[Opening RECORD EXTRACTS section]
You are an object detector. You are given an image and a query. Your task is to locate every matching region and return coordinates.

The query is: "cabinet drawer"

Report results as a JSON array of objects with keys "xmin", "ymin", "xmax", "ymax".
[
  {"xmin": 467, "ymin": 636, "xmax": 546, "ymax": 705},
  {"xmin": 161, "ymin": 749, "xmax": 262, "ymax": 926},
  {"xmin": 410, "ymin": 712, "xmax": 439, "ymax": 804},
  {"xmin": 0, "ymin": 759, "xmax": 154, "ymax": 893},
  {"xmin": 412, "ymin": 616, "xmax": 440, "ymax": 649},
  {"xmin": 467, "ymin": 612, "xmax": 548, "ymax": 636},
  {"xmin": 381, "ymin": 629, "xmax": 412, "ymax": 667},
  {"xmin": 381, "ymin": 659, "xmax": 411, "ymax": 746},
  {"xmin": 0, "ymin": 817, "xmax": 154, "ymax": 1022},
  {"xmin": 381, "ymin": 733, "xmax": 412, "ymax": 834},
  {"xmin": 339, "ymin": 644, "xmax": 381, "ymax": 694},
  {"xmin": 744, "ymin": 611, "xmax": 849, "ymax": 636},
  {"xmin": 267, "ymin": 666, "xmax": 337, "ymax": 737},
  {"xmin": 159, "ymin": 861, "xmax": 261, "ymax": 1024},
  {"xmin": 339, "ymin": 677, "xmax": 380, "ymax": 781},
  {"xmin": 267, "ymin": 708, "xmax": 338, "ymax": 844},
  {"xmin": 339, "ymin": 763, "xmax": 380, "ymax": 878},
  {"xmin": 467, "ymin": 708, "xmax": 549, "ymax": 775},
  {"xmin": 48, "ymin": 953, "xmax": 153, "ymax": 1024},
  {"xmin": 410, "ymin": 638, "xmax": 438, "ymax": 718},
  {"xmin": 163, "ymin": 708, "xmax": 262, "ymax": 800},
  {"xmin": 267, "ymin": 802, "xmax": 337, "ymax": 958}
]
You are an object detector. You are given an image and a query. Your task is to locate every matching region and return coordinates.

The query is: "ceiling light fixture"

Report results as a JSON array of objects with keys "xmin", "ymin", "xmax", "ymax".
[Closing RECORD EXTRACTS section]
_WORK TO COMPLETE_:
Your task is to restate every record word for word.

_RESULT BELOW_:
You are an object detector. You are given an image and a query. Your task is to locate every matching region and return coordinates.

The query is: "cabinet drawer"

Report results as a JSON array of objects with keys "xmin", "ymin", "xmax", "ymax".
[
  {"xmin": 467, "ymin": 636, "xmax": 546, "ymax": 705},
  {"xmin": 161, "ymin": 749, "xmax": 262, "ymax": 926},
  {"xmin": 410, "ymin": 712, "xmax": 439, "ymax": 804},
  {"xmin": 0, "ymin": 759, "xmax": 154, "ymax": 893},
  {"xmin": 412, "ymin": 616, "xmax": 440, "ymax": 649},
  {"xmin": 467, "ymin": 612, "xmax": 548, "ymax": 636},
  {"xmin": 381, "ymin": 629, "xmax": 412, "ymax": 667},
  {"xmin": 381, "ymin": 659, "xmax": 411, "ymax": 746},
  {"xmin": 0, "ymin": 817, "xmax": 154, "ymax": 1022},
  {"xmin": 381, "ymin": 733, "xmax": 412, "ymax": 834},
  {"xmin": 339, "ymin": 644, "xmax": 381, "ymax": 694},
  {"xmin": 744, "ymin": 611, "xmax": 849, "ymax": 636},
  {"xmin": 267, "ymin": 666, "xmax": 337, "ymax": 737},
  {"xmin": 159, "ymin": 861, "xmax": 261, "ymax": 1024},
  {"xmin": 339, "ymin": 677, "xmax": 380, "ymax": 781},
  {"xmin": 267, "ymin": 708, "xmax": 338, "ymax": 844},
  {"xmin": 339, "ymin": 763, "xmax": 380, "ymax": 878},
  {"xmin": 467, "ymin": 708, "xmax": 549, "ymax": 775},
  {"xmin": 48, "ymin": 953, "xmax": 153, "ymax": 1024},
  {"xmin": 410, "ymin": 638, "xmax": 438, "ymax": 718},
  {"xmin": 163, "ymin": 708, "xmax": 262, "ymax": 800},
  {"xmin": 267, "ymin": 802, "xmax": 337, "ymax": 958}
]
You are an object detector. You are given an image and a query. Your task is to locate every matching region and return coordinates.

The query is: "ceiling light fixture"

Report results as a JSON array of objects with keys "xmin", "ymin", "xmax", "ymax".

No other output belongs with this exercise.